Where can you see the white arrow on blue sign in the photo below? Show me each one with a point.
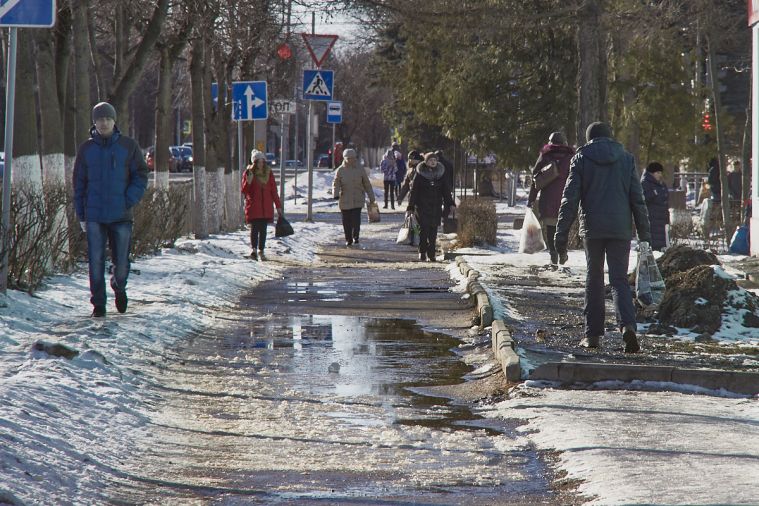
(334, 112)
(249, 101)
(318, 84)
(27, 13)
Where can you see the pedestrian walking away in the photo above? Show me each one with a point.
(549, 197)
(110, 177)
(429, 193)
(603, 182)
(389, 168)
(414, 158)
(656, 194)
(349, 187)
(260, 191)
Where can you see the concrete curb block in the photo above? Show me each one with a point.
(504, 350)
(587, 372)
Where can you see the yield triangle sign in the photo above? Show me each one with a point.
(319, 46)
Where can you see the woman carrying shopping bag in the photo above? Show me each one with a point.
(349, 187)
(260, 191)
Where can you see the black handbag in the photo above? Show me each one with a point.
(283, 228)
(546, 175)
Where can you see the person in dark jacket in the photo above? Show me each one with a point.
(550, 196)
(603, 182)
(656, 193)
(260, 191)
(429, 193)
(414, 159)
(110, 177)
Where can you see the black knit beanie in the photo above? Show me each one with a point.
(597, 129)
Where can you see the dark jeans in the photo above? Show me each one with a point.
(119, 237)
(550, 231)
(390, 192)
(617, 253)
(427, 238)
(258, 233)
(351, 224)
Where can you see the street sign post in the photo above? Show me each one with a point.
(249, 101)
(318, 85)
(28, 13)
(281, 106)
(334, 112)
(16, 14)
(319, 46)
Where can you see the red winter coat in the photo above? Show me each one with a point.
(260, 199)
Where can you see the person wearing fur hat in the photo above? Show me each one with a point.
(429, 193)
(656, 193)
(349, 187)
(260, 191)
(110, 178)
(550, 196)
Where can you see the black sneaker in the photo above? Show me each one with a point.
(630, 339)
(590, 342)
(121, 301)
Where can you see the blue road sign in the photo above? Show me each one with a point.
(334, 112)
(249, 101)
(318, 84)
(27, 13)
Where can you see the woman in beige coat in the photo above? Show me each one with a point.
(349, 186)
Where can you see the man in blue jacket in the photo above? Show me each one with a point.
(110, 177)
(605, 185)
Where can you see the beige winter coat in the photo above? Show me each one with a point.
(350, 184)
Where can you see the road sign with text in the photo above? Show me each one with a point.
(27, 13)
(318, 85)
(249, 101)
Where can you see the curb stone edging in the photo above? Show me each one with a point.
(504, 347)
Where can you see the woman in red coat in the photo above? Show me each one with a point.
(260, 192)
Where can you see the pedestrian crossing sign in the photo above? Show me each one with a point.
(318, 85)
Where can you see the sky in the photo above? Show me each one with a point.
(62, 419)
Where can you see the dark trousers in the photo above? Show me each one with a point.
(617, 253)
(390, 192)
(119, 237)
(550, 231)
(427, 238)
(258, 233)
(351, 223)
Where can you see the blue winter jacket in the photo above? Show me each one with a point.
(604, 183)
(110, 177)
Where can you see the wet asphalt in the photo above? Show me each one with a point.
(316, 390)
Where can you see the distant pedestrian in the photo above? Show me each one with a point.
(389, 168)
(349, 186)
(400, 173)
(429, 193)
(414, 159)
(260, 191)
(656, 194)
(110, 177)
(603, 182)
(549, 198)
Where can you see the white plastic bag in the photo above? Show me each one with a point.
(531, 240)
(649, 285)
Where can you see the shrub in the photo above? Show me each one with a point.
(478, 222)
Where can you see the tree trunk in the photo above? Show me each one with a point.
(726, 216)
(591, 75)
(163, 120)
(200, 212)
(26, 169)
(82, 101)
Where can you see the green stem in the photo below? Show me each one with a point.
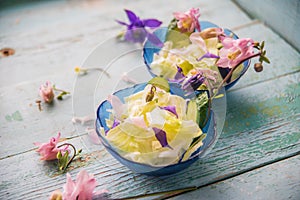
(231, 72)
(74, 154)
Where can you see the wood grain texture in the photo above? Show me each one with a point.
(281, 16)
(52, 37)
(247, 142)
(282, 178)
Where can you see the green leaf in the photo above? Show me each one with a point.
(262, 45)
(160, 82)
(58, 155)
(63, 161)
(265, 59)
(202, 106)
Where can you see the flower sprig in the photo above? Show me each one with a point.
(47, 93)
(52, 151)
(63, 157)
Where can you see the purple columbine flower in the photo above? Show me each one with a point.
(194, 81)
(207, 55)
(161, 136)
(116, 123)
(171, 109)
(136, 29)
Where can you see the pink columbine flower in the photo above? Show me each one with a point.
(48, 151)
(46, 92)
(235, 51)
(188, 21)
(82, 188)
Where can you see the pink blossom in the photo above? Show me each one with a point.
(46, 92)
(48, 151)
(56, 195)
(188, 21)
(235, 51)
(82, 188)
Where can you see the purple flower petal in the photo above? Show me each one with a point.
(136, 35)
(122, 23)
(208, 55)
(194, 82)
(131, 16)
(171, 109)
(179, 74)
(155, 40)
(152, 23)
(161, 136)
(116, 123)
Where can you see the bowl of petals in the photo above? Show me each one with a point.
(158, 127)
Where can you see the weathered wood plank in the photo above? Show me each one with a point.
(52, 37)
(25, 94)
(276, 181)
(247, 142)
(281, 16)
(284, 59)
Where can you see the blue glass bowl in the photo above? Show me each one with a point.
(103, 114)
(150, 49)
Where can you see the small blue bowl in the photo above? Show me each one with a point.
(150, 49)
(103, 114)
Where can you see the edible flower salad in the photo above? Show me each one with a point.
(154, 126)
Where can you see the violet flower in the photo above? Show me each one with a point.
(161, 136)
(136, 29)
(171, 109)
(48, 151)
(194, 81)
(207, 55)
(188, 21)
(82, 188)
(47, 92)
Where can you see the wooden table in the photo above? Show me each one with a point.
(256, 156)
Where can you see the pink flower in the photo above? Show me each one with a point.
(188, 21)
(117, 105)
(56, 195)
(49, 150)
(82, 188)
(46, 92)
(235, 51)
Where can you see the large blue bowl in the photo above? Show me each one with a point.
(150, 49)
(103, 114)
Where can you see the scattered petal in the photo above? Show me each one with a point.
(93, 136)
(56, 195)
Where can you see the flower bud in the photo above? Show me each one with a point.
(46, 92)
(258, 67)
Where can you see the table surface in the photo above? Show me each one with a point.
(255, 157)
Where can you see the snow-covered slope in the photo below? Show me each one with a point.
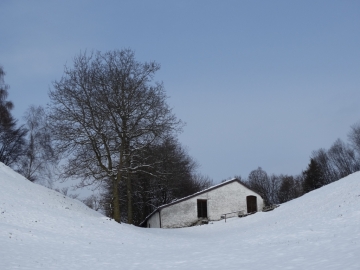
(41, 229)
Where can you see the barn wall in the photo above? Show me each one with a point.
(154, 221)
(225, 199)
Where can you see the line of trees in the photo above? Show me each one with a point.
(325, 167)
(110, 119)
(109, 127)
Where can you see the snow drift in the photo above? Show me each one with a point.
(42, 229)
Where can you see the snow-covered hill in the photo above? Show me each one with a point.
(42, 229)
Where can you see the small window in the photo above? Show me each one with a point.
(251, 204)
(202, 208)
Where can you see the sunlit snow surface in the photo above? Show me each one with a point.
(42, 229)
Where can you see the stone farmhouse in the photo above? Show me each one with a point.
(230, 198)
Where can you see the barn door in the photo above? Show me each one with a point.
(202, 208)
(251, 204)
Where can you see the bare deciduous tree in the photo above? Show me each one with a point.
(104, 112)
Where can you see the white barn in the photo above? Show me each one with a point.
(231, 197)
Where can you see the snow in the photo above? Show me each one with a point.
(42, 229)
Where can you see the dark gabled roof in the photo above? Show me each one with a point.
(196, 194)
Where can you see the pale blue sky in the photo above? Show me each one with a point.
(259, 83)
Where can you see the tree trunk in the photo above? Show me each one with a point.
(116, 200)
(129, 199)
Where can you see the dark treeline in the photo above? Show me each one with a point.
(325, 167)
(108, 126)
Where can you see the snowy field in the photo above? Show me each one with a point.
(42, 229)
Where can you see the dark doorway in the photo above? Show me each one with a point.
(202, 208)
(251, 204)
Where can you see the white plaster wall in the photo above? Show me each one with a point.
(222, 200)
(154, 221)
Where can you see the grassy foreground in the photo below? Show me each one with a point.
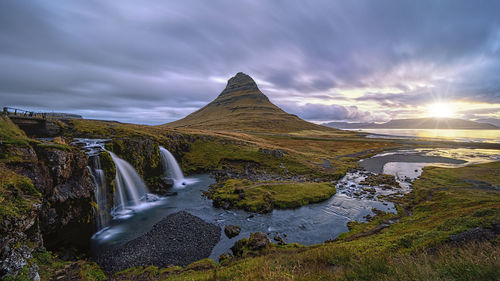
(419, 246)
(263, 197)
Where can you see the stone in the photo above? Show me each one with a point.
(232, 231)
(226, 257)
(258, 241)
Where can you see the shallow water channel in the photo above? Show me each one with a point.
(310, 224)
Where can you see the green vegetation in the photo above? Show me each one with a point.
(414, 247)
(263, 197)
(17, 194)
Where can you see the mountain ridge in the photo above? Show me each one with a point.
(418, 123)
(242, 106)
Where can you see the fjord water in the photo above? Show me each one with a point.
(307, 225)
(130, 188)
(172, 169)
(310, 224)
(97, 174)
(492, 136)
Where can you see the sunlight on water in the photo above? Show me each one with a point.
(449, 134)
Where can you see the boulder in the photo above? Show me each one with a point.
(258, 241)
(226, 257)
(232, 231)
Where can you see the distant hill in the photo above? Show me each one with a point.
(346, 125)
(418, 123)
(492, 121)
(243, 107)
(63, 115)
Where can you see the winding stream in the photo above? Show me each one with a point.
(310, 224)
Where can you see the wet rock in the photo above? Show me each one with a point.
(179, 239)
(232, 231)
(278, 153)
(258, 241)
(476, 234)
(280, 240)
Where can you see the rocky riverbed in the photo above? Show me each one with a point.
(178, 239)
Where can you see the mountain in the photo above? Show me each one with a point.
(425, 123)
(492, 121)
(243, 107)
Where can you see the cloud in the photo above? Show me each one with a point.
(104, 58)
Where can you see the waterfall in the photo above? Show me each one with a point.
(130, 189)
(97, 174)
(171, 168)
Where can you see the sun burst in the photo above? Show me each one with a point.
(440, 110)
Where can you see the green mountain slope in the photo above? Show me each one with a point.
(243, 107)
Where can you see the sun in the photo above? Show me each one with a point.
(440, 110)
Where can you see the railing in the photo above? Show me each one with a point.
(16, 112)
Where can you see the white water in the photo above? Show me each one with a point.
(92, 148)
(97, 174)
(130, 189)
(172, 169)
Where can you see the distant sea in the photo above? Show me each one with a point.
(492, 136)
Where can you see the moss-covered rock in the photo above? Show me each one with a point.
(264, 196)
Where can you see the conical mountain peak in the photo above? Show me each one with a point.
(242, 106)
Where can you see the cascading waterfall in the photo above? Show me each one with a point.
(172, 168)
(130, 189)
(97, 174)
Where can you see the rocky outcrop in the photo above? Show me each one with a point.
(253, 246)
(178, 239)
(232, 231)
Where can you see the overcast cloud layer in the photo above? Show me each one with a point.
(153, 62)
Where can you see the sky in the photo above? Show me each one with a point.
(153, 62)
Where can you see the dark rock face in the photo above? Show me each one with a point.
(240, 82)
(258, 241)
(253, 246)
(179, 239)
(278, 153)
(226, 257)
(232, 230)
(476, 234)
(37, 127)
(63, 215)
(14, 252)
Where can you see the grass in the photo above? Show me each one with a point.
(415, 247)
(263, 197)
(10, 133)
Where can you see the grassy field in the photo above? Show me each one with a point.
(414, 244)
(263, 197)
(399, 246)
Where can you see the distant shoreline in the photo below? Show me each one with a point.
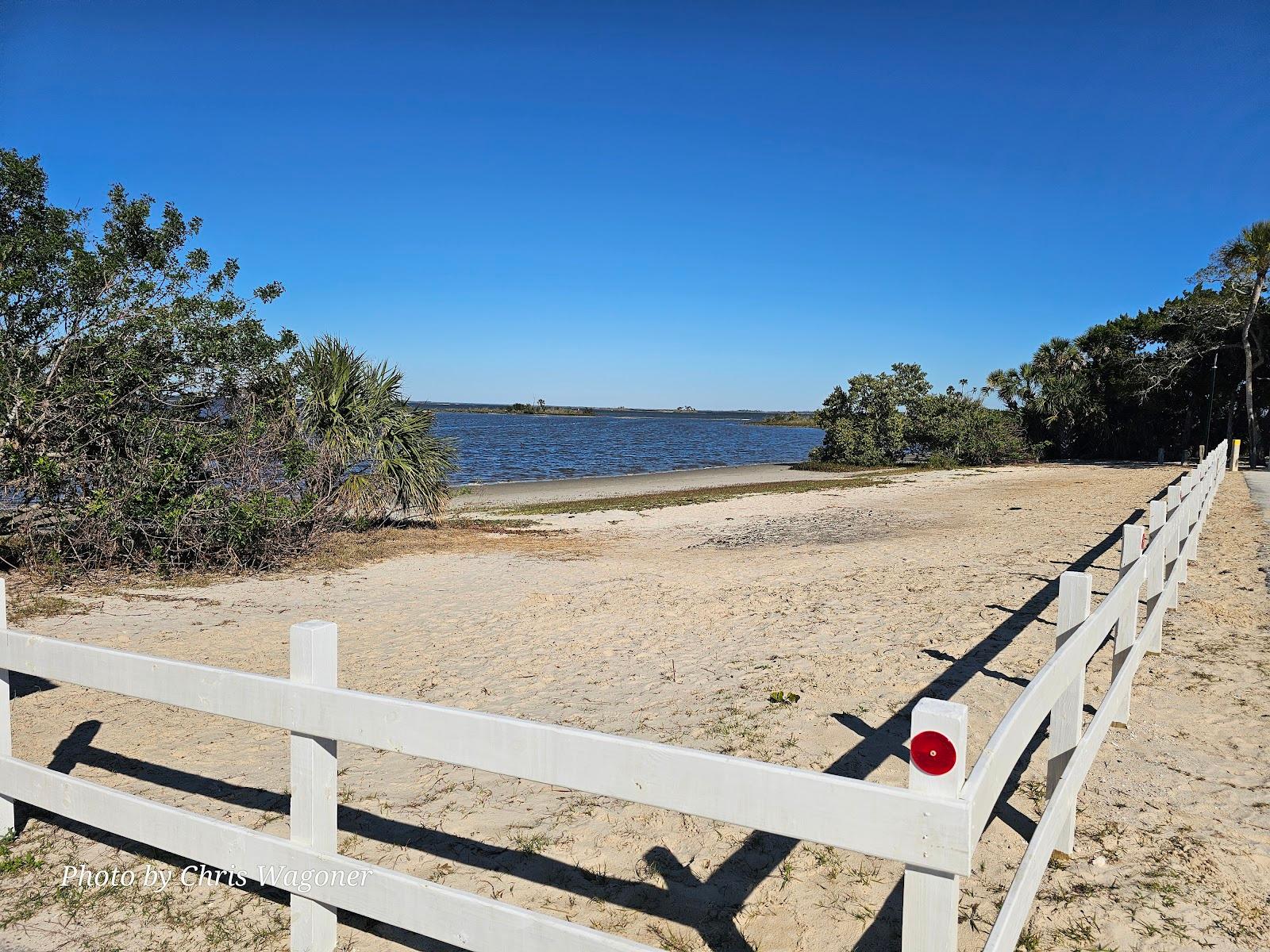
(592, 410)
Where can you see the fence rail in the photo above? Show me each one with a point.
(933, 827)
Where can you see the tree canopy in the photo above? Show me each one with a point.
(146, 414)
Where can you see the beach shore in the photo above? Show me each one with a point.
(676, 625)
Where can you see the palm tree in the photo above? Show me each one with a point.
(1246, 259)
(378, 455)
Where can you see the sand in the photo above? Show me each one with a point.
(676, 625)
(508, 494)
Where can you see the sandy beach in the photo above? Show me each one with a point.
(507, 494)
(676, 625)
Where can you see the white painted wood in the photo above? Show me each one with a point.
(1194, 501)
(1155, 558)
(1126, 628)
(1049, 831)
(1026, 716)
(869, 818)
(314, 771)
(1172, 501)
(930, 896)
(1068, 714)
(463, 919)
(6, 804)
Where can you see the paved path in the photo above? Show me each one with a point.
(1259, 486)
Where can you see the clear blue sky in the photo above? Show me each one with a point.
(652, 203)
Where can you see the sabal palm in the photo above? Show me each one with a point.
(378, 454)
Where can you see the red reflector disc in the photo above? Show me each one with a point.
(933, 753)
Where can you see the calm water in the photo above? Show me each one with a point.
(501, 447)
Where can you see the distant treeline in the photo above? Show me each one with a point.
(537, 409)
(787, 419)
(1185, 374)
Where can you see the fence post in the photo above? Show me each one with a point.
(1172, 530)
(1127, 625)
(1064, 720)
(1191, 524)
(1155, 578)
(937, 766)
(314, 660)
(6, 812)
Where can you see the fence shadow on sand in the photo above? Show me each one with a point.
(708, 907)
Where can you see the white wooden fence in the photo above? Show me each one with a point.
(933, 827)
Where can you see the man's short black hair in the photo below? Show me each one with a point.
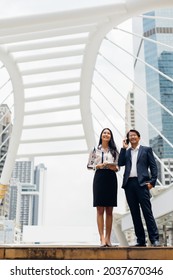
(133, 130)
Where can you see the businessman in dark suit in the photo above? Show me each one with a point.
(137, 182)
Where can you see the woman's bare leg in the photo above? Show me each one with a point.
(109, 219)
(100, 224)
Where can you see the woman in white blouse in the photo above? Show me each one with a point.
(104, 160)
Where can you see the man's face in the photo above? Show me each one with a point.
(133, 138)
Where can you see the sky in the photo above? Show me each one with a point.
(68, 193)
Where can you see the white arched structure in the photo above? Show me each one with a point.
(32, 49)
(51, 61)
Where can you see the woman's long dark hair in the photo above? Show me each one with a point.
(111, 144)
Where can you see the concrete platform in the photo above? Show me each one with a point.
(41, 252)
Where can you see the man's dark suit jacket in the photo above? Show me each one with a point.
(145, 161)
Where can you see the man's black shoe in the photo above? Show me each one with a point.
(156, 243)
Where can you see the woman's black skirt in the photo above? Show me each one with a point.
(105, 188)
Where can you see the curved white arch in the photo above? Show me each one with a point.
(97, 20)
(18, 90)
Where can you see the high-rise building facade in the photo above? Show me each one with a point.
(31, 192)
(160, 57)
(156, 26)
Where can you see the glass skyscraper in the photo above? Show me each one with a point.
(160, 57)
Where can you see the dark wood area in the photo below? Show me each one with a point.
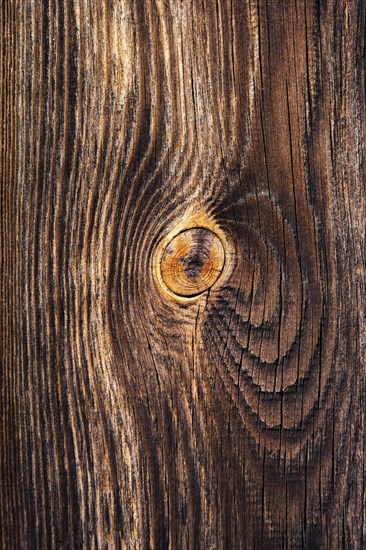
(183, 274)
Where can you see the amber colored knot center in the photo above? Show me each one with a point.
(192, 261)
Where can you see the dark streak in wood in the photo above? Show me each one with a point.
(213, 401)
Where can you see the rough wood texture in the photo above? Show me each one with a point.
(132, 414)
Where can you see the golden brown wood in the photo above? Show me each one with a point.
(167, 393)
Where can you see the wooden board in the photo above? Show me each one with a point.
(182, 258)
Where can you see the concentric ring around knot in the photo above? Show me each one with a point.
(192, 261)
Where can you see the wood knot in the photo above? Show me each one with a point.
(192, 261)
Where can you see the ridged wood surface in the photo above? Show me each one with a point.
(212, 400)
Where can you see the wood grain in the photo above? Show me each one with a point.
(212, 400)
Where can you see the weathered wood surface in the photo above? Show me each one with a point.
(140, 406)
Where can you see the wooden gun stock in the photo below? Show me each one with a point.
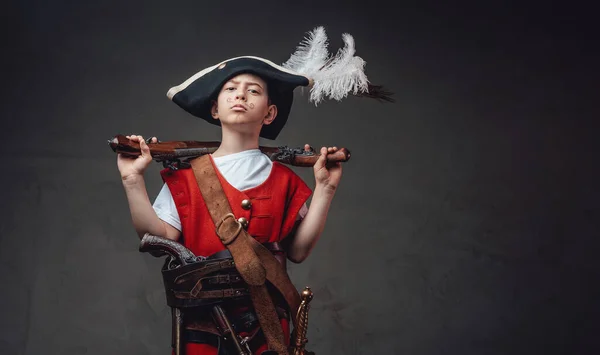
(175, 150)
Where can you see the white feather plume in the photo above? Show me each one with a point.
(310, 55)
(333, 77)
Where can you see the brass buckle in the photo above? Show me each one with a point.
(237, 232)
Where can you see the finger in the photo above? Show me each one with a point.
(320, 163)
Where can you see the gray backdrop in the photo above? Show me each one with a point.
(466, 221)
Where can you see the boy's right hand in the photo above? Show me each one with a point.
(132, 167)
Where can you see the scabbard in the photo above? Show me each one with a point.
(177, 337)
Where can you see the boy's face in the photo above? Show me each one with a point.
(243, 101)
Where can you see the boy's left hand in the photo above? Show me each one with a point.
(327, 174)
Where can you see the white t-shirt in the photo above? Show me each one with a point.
(243, 170)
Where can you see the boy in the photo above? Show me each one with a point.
(249, 97)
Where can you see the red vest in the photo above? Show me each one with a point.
(274, 206)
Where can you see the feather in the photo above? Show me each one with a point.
(333, 77)
(343, 74)
(310, 55)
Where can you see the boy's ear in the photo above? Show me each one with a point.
(214, 110)
(271, 114)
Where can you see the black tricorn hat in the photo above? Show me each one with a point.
(331, 77)
(196, 94)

TO BE DONE => Your task is to extract the lines running from the one with "Where can you see the finger" to the end of the material, inclusive, copying each exactly and adding nothing.

REPLY =>
Where can you see the finger in the photo above? Show me each one with a point.
(320, 163)
Where can you see the gray backdrop in the photo above? Show me each one with a point.
(466, 221)
Where can you see the boy's right hand in the photo above? Show me each one with a point.
(132, 167)
Where can you see the scabbard in the photo above? Show me each one with a point.
(177, 337)
Where can you see the boy's face in the photo above? Show me each one with a point.
(243, 101)
Where can you see the boy's left hand in the photo above? Show me each one with a point.
(327, 174)
Where can you see the white t-shirt in the photo above? Show me each one with a point.
(243, 170)
Where can you see the boy in the photo above? Show me each one with a point.
(249, 97)
Where can you see the red vest in the photo above? Show me each one with a point.
(274, 206)
Where can you see the feather in the photo above? Show me each one with a point.
(333, 77)
(343, 74)
(310, 55)
Where can you see the boy's ear in the photo above? Show me each one with a point.
(214, 110)
(271, 114)
Where can you see the black tricorn hat in the photo above? Show me each one with a point.
(331, 77)
(196, 94)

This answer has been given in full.